◆ **Assigned task**: Word for word, restate the lines from the one holding "Note: point to every instance of the chair" through the end of the data below, including both endpoints and nothing more.

[Opening Supplied information section]

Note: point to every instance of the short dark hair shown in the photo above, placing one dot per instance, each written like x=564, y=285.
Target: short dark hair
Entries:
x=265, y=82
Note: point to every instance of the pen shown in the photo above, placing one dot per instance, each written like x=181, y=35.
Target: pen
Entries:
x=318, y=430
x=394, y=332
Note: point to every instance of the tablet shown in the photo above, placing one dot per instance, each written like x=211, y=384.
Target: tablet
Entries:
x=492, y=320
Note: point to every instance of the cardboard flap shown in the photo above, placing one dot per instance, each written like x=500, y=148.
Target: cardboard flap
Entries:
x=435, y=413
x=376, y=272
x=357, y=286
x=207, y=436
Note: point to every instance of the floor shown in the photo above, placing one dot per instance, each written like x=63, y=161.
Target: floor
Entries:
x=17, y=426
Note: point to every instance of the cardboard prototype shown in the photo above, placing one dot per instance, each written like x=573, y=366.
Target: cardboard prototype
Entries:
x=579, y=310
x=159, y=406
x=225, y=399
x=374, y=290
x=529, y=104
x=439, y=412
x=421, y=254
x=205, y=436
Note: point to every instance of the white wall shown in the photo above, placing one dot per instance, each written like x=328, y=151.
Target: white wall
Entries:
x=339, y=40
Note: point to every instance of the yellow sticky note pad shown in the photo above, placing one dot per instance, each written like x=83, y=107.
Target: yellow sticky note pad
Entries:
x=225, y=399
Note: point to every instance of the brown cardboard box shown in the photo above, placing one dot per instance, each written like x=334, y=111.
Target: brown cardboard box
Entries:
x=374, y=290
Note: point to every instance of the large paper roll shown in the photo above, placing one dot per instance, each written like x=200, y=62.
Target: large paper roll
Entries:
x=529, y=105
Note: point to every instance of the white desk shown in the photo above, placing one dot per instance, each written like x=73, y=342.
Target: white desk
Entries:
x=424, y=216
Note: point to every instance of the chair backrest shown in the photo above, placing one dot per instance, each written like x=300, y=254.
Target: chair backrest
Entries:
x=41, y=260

[Closing Supplied information section]

◆ **Response to this task**:
Note: point to every instance of the chair backrest shown in the photo above, placing one dot per instance, each written like x=300, y=254.
Target: chair backrest
Entries:
x=41, y=260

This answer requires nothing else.